━━ Passage for review ━━
The blunt-talking Paladino, who has said he will take a baseball bat to Albany to change the way politicians do business there, is the most conservative Republican running statewide in New York in recent history, and is seen having little chance of building the kind of coalition a member of the GOP would need to get elected in a heavily Democratic state.

That coalition would have to include independents, moderate Democrats, unions, substantial minority backing, and a large share of the Jewish vote.

Paladino, who has said that Assembly Speaker Sheldon Silver “would fit the bill of an anti-Christ or a Hitler,” faces Attorney General Andrew Cuomo, son of three-term Democratic Gov. Mario Cuomo in November. Cuomo was nominated at the Democrats’ state convention in May and had no primary challenger.

Republicans who have fared well with Jews in recent years have been moderate on most social issues, while Paladino, an ultra-conservative, is likely to garner mostly protest votes from that community.

“Mike Bloomberg, George Pataki, even Al D’Amato was a moderate in comparison to Paladino,” said Seymour Lachman, a former Democratic state senator from Brooklyn and professor of government studies at Wagner College on Staten Island. “I don’t see 30 percent of Jews voting for Paladino in any way.”

“Here’s a guy who has more baggage than a cross-country Greyhound bus,” said Baruch College political science professor Doug Muzzio. “[The Democrats] don’t even have to do detailed opposition research on him because his public record is so devastating.”

Paladino, 64, who was CEO of his own real estate development firm before he launched his campaign, has said he will declare a state of fiscal emergency to cut government spending and would cut off welfare services to those who have lived in the state less than a year and turn some prisons into dormitories where welfare recipients could get state-sponsored jobs. He also said he would use eminent domain to seize the Manhattan land where a Muslim group wants to build a community center near Ground Zero to scuttle that project.
━━━
━━ Supplied entries ━━
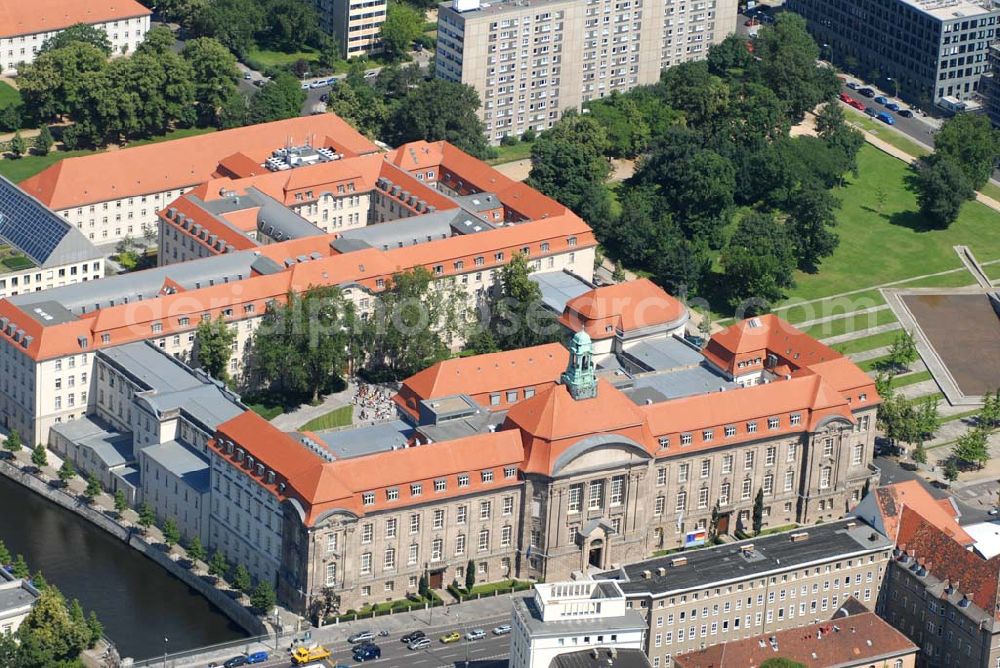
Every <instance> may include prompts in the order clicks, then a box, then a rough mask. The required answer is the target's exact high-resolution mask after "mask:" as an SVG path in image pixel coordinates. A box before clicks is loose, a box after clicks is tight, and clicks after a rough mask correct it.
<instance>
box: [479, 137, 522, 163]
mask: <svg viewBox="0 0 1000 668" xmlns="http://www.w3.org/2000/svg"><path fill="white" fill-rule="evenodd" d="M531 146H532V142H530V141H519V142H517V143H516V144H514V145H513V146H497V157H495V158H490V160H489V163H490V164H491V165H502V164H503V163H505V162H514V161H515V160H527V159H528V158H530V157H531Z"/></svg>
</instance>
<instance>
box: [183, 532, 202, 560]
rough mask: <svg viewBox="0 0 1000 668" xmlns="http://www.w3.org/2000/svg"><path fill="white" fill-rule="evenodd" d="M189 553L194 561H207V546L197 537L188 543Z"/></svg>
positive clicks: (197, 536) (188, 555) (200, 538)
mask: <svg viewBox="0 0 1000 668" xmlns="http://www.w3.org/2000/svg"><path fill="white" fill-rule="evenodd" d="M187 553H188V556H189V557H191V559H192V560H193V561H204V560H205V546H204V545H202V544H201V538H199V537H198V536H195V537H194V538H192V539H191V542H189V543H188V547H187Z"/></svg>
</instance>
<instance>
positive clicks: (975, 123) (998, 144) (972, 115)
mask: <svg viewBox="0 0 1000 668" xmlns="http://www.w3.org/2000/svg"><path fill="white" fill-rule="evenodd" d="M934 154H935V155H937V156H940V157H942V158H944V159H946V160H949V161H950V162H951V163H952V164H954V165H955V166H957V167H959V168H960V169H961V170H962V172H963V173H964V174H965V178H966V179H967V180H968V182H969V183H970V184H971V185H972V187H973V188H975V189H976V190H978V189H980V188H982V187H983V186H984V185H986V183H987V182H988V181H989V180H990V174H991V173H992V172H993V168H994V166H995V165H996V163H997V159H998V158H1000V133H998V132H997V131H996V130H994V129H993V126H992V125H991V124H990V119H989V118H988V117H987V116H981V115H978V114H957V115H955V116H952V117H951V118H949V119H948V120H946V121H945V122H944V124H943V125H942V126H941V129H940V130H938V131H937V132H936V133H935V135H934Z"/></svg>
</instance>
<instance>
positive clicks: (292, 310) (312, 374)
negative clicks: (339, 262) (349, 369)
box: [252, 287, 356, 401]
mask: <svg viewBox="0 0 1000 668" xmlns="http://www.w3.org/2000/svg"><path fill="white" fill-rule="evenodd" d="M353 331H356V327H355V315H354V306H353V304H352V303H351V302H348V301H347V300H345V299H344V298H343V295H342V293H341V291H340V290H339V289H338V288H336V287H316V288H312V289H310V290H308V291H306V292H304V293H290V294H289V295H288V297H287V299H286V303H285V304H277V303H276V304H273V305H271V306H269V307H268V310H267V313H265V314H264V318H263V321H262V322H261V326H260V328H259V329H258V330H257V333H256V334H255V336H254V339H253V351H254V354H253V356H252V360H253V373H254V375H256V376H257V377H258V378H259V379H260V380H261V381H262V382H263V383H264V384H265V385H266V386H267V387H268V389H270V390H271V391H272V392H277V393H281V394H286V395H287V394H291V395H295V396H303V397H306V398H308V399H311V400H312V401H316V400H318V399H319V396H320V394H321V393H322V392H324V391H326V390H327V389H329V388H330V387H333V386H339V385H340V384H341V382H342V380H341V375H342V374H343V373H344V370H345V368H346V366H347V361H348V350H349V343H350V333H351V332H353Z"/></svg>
━━━
━━ Supplied entries ━━
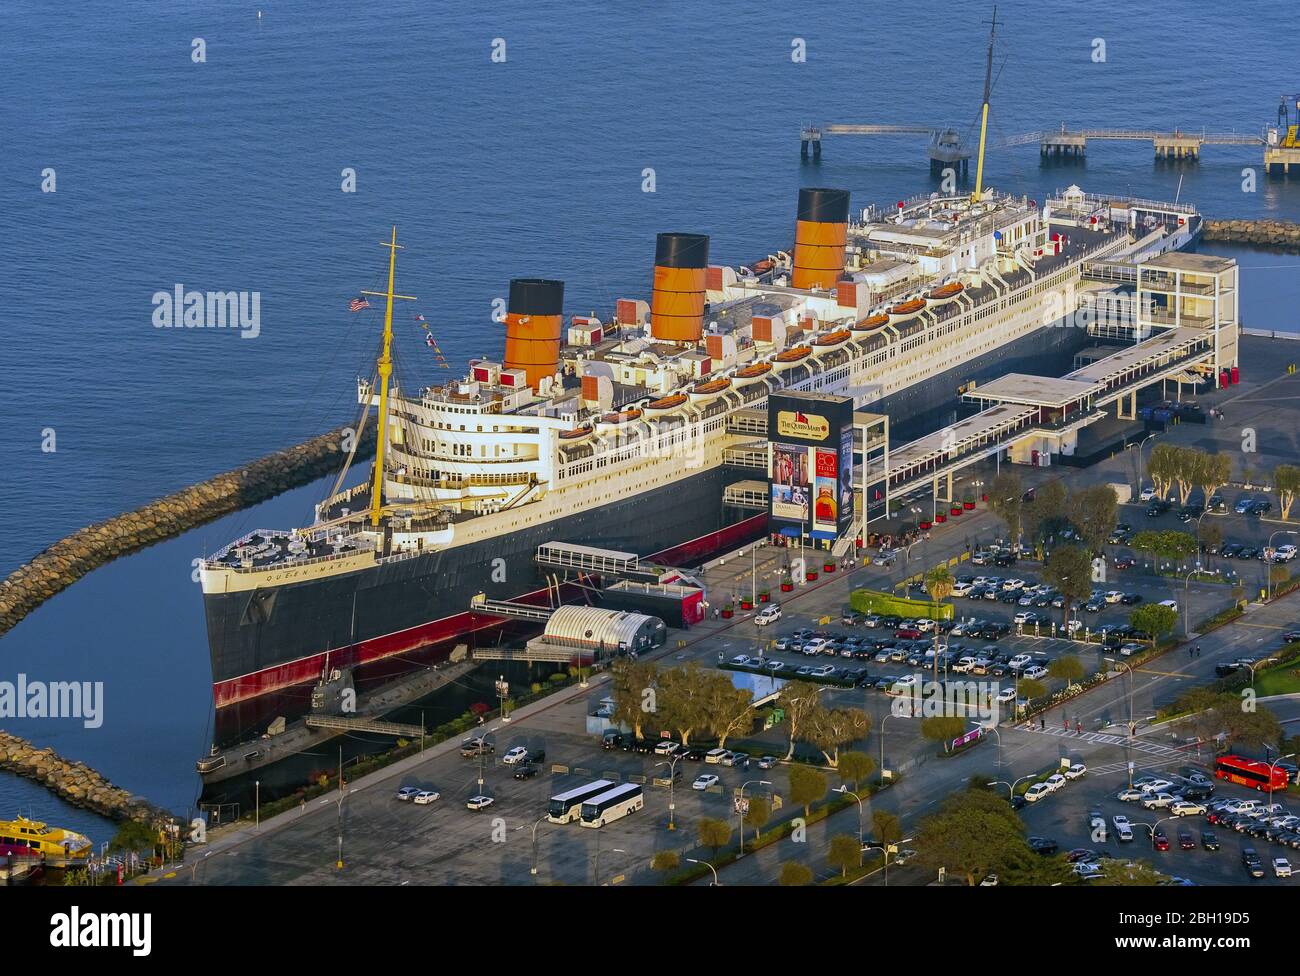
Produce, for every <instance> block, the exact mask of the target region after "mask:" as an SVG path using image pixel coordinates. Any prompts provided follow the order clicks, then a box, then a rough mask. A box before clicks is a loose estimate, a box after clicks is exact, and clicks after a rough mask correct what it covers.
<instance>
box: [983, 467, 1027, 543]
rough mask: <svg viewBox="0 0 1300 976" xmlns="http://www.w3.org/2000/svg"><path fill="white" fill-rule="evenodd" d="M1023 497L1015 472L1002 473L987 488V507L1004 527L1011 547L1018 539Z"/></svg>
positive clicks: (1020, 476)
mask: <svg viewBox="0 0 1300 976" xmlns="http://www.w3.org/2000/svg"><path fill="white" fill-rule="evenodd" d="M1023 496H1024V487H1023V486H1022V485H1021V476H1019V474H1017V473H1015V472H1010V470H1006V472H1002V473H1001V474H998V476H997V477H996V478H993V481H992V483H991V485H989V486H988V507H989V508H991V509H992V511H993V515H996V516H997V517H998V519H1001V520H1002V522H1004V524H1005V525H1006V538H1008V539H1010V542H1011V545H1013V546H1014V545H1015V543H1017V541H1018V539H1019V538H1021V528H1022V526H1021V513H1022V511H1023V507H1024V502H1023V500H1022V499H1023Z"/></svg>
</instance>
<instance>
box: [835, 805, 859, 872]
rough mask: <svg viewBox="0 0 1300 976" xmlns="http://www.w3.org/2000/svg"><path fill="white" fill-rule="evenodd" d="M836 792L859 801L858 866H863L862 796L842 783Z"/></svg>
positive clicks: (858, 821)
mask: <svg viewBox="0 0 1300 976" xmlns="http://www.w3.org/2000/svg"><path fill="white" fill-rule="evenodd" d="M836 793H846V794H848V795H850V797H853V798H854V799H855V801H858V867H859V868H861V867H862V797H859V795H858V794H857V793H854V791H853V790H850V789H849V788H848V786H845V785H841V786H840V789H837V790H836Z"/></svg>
━━━
(Activity list):
1. Please copy out the part of the Paladino article starting at "That coalition would" and ending at "from that community.".
2. List the groups that the Paladino article says a Republican's winning coalition in New York would have to include.

(Responses to the tasks):
1.
That coalition would have to include independents, moderate Democrats, unions, substantial minority backing, and a large share of the Jewish vote.

Paladino, who has said that Assembly Speaker Sheldon Silver “would fit the bill of an anti-Christ or a Hitler,” faces Attorney General Andrew Cuomo, son of three-term Democratic Gov. Mario Cuomo in November. Cuomo was nominated at the Democrats’ state convention in May and had no primary challenger.

Republicans who have fared well with Jews in recent years have been moderate on most social issues, while Paladino, an ultra-conservative, is likely to garner mostly protest votes from that community.

2.
- Independents
- Moderate Democrats
- Unions
- Substantial minority backing
- A large share of the Jewish vote